● Data extract
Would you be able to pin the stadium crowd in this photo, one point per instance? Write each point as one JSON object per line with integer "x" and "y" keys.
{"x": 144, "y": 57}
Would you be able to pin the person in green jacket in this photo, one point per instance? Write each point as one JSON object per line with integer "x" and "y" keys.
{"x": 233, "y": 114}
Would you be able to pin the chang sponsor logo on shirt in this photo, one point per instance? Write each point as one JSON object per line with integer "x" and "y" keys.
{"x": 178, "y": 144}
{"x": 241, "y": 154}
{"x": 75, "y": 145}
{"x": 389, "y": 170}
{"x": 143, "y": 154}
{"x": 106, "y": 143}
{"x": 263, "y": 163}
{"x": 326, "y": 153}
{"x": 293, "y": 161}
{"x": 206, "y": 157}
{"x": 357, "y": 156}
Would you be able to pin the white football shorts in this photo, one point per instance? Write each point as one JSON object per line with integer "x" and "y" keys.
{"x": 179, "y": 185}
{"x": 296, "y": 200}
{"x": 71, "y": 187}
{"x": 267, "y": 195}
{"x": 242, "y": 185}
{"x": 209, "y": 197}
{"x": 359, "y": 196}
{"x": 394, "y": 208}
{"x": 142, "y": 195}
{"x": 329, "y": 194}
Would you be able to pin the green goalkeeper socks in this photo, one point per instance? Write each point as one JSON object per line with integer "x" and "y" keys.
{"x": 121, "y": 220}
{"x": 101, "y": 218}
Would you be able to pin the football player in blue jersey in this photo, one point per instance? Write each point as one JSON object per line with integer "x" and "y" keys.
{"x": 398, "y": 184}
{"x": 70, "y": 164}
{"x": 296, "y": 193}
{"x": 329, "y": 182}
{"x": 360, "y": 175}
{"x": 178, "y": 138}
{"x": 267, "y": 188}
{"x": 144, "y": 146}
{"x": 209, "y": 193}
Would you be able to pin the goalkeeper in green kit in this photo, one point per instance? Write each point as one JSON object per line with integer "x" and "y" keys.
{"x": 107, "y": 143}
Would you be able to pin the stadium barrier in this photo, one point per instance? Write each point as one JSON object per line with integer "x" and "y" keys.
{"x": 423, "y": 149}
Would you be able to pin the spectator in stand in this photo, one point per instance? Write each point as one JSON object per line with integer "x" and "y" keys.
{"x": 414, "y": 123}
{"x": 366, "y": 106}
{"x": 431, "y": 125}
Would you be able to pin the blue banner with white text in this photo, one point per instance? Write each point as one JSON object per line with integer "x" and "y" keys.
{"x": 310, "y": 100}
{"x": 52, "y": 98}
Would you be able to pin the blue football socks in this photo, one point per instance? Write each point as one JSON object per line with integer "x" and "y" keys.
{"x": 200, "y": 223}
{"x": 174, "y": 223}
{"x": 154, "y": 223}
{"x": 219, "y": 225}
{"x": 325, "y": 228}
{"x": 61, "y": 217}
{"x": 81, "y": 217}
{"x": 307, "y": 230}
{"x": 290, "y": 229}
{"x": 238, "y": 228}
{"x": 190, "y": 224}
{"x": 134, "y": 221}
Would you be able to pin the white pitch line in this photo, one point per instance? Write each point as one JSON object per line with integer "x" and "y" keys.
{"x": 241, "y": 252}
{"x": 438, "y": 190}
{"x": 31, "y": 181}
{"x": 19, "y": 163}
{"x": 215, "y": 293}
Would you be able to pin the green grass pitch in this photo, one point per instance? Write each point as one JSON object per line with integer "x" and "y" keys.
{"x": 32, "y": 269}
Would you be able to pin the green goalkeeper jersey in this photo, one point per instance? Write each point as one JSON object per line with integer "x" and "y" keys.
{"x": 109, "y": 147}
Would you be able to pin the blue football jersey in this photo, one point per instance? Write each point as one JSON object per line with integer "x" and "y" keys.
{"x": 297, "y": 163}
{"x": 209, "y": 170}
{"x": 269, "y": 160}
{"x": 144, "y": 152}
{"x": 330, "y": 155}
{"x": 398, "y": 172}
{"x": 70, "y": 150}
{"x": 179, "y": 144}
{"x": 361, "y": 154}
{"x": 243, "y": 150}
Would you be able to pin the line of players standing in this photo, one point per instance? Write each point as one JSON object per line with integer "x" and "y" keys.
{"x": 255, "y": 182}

● Work required
Restate all of the entries above precisely.

● Exercise result
Would you be able to pin the stadium crowd in this photo, one point per instance? Write each point as one JSON object per line with integer "x" and "y" keys.
{"x": 144, "y": 57}
Would you be able to pin the person in green jacket in this photo, one point per instance? Write each point as one JSON object per line with integer "x" and "y" keys.
{"x": 233, "y": 114}
Would you be able to pin the chang sponsor logo on shirt in this photo, one point per instance? Write each point as one JSON object per line with integer "x" and "y" keys.
{"x": 178, "y": 144}
{"x": 241, "y": 154}
{"x": 75, "y": 145}
{"x": 389, "y": 170}
{"x": 143, "y": 154}
{"x": 106, "y": 143}
{"x": 263, "y": 163}
{"x": 326, "y": 153}
{"x": 293, "y": 161}
{"x": 206, "y": 157}
{"x": 357, "y": 156}
Would you be able to pin the white football shorts in this photo, one point per instance? Write each point as one JSON object per line with integer "x" and "y" keys.
{"x": 179, "y": 185}
{"x": 296, "y": 200}
{"x": 71, "y": 187}
{"x": 267, "y": 195}
{"x": 242, "y": 185}
{"x": 209, "y": 197}
{"x": 359, "y": 196}
{"x": 394, "y": 208}
{"x": 142, "y": 195}
{"x": 329, "y": 194}
Would you be able to pin the green goalkeeper socks in this photo, one point per instance? Write each point as one JSON object per line with integer "x" and "y" keys.
{"x": 121, "y": 220}
{"x": 101, "y": 218}
Would you be able to pin the football player in blue jersey in this photo, one point per instance? Write each point as one JSON object per line with integer "x" and "y" keys.
{"x": 398, "y": 184}
{"x": 70, "y": 164}
{"x": 296, "y": 193}
{"x": 329, "y": 182}
{"x": 360, "y": 175}
{"x": 178, "y": 138}
{"x": 267, "y": 188}
{"x": 144, "y": 146}
{"x": 209, "y": 193}
Would you be able to pin the goalkeeper in green kit in this photo, one point per instance? Write each point as one JSON object per line with integer "x" and "y" keys.
{"x": 107, "y": 143}
Would you be able to pin the stadium barrier in this photo, one point per instance? Write each point as one JSON object per line with integer "x" and "y" keys.
{"x": 423, "y": 149}
Would you be able to pin the spectator in stand in this photo, one point per instance? Write each point as one JSON object per line with integer "x" and "y" keys.
{"x": 414, "y": 123}
{"x": 366, "y": 106}
{"x": 431, "y": 125}
Would you be able to pin the blue banner with white text in this photo, one point per instance? Write each point as one JSON object per line with integer "x" and "y" keys.
{"x": 310, "y": 100}
{"x": 52, "y": 98}
Would you be able to pin the blue football socks in this photo, one point per instance? Write each point as one JSON object per line with integer "x" and "y" keys.
{"x": 200, "y": 223}
{"x": 174, "y": 223}
{"x": 154, "y": 223}
{"x": 219, "y": 225}
{"x": 325, "y": 228}
{"x": 61, "y": 217}
{"x": 81, "y": 217}
{"x": 307, "y": 230}
{"x": 290, "y": 229}
{"x": 238, "y": 228}
{"x": 190, "y": 224}
{"x": 134, "y": 221}
Would you be able to pin the white pitch line in this photo, one point per instance? Write each point as one JSON object per line with integer "x" and "y" keys.
{"x": 241, "y": 252}
{"x": 438, "y": 190}
{"x": 31, "y": 181}
{"x": 19, "y": 163}
{"x": 215, "y": 293}
Would you be able to pin the green grass pitch in this photo, one point per instance? Write each point as one JSON object per line with integer "x" and "y" keys.
{"x": 32, "y": 269}
Would you be able to pin the green goalkeeper jersey in this photo, one point per instance? Write each point as one JSON object per line with integer "x" and "y" keys.
{"x": 109, "y": 147}
Would you be able to pin the blue football jersey in this photo, one point per instance? Write each point as one JSON object per line with integer "x" and "y" keys.
{"x": 297, "y": 163}
{"x": 209, "y": 170}
{"x": 269, "y": 160}
{"x": 144, "y": 152}
{"x": 330, "y": 155}
{"x": 398, "y": 172}
{"x": 70, "y": 150}
{"x": 179, "y": 144}
{"x": 361, "y": 154}
{"x": 243, "y": 150}
Would you be able to pin the line of players standing in this photo, one point per instance? Write each point as one JSON object per line with integer "x" and "y" keys.
{"x": 255, "y": 182}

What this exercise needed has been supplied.